• [ОТРЫВОК]:
* * * * * * *
Вопрос репрезентации можно понять и так: как и что мы представляем. Как соотносится материальный объект референции со своей репрезентацией? С самого начала обсуждения этой проблемы возникает проблема имитации: с помощью художественных средств, которые изменяются от эпохи к эпохе, от страны к стране, решается задача передачи изображения.

Согласно концепции Гудмена, различие видов выражения с помощью вербальной или изобразительной системы связано с применением разных видов референции. Среди них можно выделить денотацию, депикцию и экземплификацию. Денотация может принимать различные формы: вербальную, изобразительную (рисунок, живопись, скульптура, фильм), нотную (как в стандартной системе нотной записи), цитатную (то, что денотировано, содержится в символе денотанте). Термин «денотация» используется Н.Гудменом достаточно широко – как наименование в виде присвоения ярлыка, как вербального, так и не-вербального любого объекта или события, то есть любого символа.

....

В этой теории в роли метафоры выступает экземплификация – селективная референция, не ограниченная рамками денотации.

В отличие от описания посредством денотации и депикции, некоторые символы представляют определённые качества, которыми они обладают, и к которым они, в то же время, отсылают. Если референция в случае денотации действует в одном направлении – указывает на объект, снабжённый соответствующим ярлыком, то экземплификация подразумевает инверсивную связь – объект является образцом, демонстрирующим определённое качество рассматриваемого символа.

Экземплификация выступает, таким образом, как под-отношение в рамках референции, так как образец не экземплифицирует все возможные ярлыки, но лишь некоторые из них, соответствующие выбранному референционному плану.

Но, все-таки, как уже отмечалось выше, проблема референции всегда связана с переводом некоего объекта, идеи или ситуации в материал, который выставлен тем или иным образом для публики, в широком смысле понимания взаимоотношения художника и зрителя. Отсюда следует проблема репрезентации объектов, чьи качества трудно (или невозможно) как-то идентифицировать в нашем окружении. Проблема идентификации значительно шире, чем проблема репрезентации в искусстве, и включает в себя политическую, юридическую, коммерческие формы (Бернар Вуйу). Репрезентировать может и институция, например, изначально музей служил для репрезентации власти. Лувр и Британский музей соревновались между собой, и сейчас, входя в Британский музей, я ощущаю подавленность у ног древних гигантов.
* * * * * * *
• [ЗАДАНИЕ]:
Продолжите приведенный выше отрывок о репрезентации и референции в искусстве, начав сразу после его последнего предложения.

• [СПИСОК ДАННЫХ]:
* * * * * * *
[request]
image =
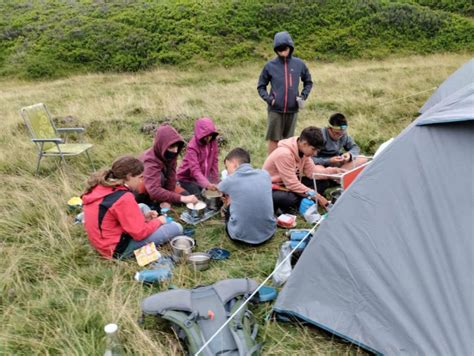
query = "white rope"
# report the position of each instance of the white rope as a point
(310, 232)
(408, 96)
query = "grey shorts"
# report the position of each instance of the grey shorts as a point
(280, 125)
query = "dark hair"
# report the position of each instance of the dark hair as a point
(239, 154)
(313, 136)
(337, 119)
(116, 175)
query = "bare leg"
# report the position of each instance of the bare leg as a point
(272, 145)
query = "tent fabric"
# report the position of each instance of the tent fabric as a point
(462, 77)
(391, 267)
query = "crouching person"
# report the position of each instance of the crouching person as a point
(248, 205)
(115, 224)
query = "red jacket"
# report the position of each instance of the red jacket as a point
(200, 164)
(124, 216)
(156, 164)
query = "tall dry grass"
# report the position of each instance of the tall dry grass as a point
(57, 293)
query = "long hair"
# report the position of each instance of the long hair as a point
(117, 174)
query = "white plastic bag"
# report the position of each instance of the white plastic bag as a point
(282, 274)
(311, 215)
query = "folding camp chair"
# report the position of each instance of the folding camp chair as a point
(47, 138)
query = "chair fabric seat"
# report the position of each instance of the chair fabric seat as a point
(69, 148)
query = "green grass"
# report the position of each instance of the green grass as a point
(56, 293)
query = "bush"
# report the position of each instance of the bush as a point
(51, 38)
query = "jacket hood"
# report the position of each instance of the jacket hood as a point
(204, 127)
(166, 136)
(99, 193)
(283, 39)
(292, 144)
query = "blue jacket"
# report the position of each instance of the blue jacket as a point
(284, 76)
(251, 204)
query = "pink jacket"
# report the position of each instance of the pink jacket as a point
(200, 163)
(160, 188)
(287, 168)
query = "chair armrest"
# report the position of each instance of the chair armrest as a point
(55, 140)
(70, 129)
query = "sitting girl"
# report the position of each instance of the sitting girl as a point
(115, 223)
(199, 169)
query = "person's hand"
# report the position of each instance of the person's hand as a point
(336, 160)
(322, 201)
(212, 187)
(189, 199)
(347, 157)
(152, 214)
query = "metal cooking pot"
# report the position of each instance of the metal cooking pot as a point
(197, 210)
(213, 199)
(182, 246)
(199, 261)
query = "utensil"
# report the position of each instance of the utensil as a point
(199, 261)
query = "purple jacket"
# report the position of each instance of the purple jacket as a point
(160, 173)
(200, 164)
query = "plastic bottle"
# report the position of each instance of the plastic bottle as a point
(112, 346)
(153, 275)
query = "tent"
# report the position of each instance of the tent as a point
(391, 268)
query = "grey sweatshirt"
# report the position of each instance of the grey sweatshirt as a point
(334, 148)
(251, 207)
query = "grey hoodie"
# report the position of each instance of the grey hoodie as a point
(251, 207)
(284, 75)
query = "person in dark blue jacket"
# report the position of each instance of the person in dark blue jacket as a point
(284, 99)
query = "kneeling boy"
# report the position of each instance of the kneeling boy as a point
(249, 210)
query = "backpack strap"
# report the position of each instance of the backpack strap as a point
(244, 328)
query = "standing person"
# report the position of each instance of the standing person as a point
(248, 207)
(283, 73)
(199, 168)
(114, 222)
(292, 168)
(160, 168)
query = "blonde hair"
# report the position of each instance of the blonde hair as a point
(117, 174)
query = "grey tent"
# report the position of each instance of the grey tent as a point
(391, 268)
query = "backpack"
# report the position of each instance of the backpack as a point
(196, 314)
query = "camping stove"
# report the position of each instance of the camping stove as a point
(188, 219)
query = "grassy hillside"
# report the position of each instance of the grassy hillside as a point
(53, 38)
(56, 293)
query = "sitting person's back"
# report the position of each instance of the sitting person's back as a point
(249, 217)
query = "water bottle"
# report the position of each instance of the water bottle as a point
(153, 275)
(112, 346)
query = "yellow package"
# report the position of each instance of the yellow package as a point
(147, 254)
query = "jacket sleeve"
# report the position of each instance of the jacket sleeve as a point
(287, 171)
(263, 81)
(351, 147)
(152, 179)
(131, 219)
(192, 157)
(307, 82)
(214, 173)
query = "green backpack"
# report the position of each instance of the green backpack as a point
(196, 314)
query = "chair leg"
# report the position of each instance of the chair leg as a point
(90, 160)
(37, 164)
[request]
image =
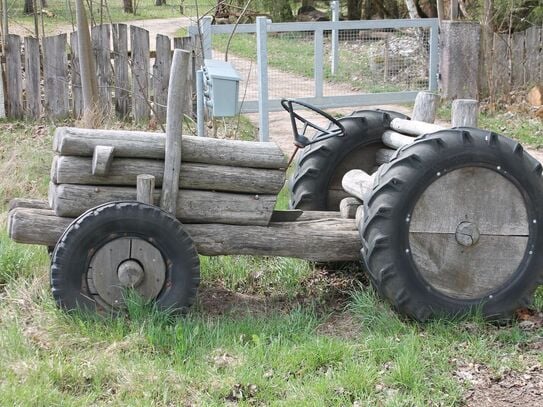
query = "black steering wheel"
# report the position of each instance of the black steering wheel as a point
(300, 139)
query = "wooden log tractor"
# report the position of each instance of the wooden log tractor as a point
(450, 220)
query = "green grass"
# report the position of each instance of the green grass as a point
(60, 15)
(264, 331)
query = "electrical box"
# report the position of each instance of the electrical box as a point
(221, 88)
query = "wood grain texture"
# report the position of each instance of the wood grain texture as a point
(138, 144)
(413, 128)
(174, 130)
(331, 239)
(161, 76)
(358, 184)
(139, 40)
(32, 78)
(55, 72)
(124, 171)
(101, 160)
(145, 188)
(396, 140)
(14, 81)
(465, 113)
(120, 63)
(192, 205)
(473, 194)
* * * * * * *
• [ОТВЕТ]:
О том, как процесс репрезентации создает некое условие равновесия для осуществления связи знака с референтом, говорят разные авторы, в частности, тексты и книга Артура Данто18. «...живописная репрезентация дерева может не состояться в двух случаях: если живопись похожа на что-то, но не на живопись, или, если она слишком напоминает дерево, чтобы заставить поверить, что это действительно оно; репрезентация не удалась, если, хотя она и напоминает живопись, она похожа на нечто другое, нежели дерево, например, на Ллойд Джорджа»19.

В этом случае пример визуального искусства – живописи – как бы наглядно показывает, какие сложности возникают в этом процессе. А другая проблема репрезентации связана с необходимостью передать изображение несуществующего в нашей обыденной действительности объекта: например, дамы с единорогом. И здесь Гудмен предлагает свое решение.

В «Языках искусства» изображение, относящееся к выдуманным объектам, уточняется как р-описание (p-description), «описание-в-образе единорога» или же «описание-в-образе-мистера Пиквика». Подобная постановка вопроса позволяет избежать той неясности, которая возникает при соотнесении денотантов с одинаковым – нулевым – объёмом20.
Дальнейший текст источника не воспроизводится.